**Materials provided:**
Begin

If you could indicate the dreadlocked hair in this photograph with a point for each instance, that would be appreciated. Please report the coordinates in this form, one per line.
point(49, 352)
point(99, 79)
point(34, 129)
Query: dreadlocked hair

End

**Short exercise:** Extract every line of the items above and reproduce each one verbatim, keeping the original order.

**Result:**
If you could indicate the dreadlocked hair in this photograph with a point for each instance, that would be appreciated. Please report the coordinates in this form, one per line.
point(49, 352)
point(99, 79)
point(34, 129)
Query: dreadlocked hair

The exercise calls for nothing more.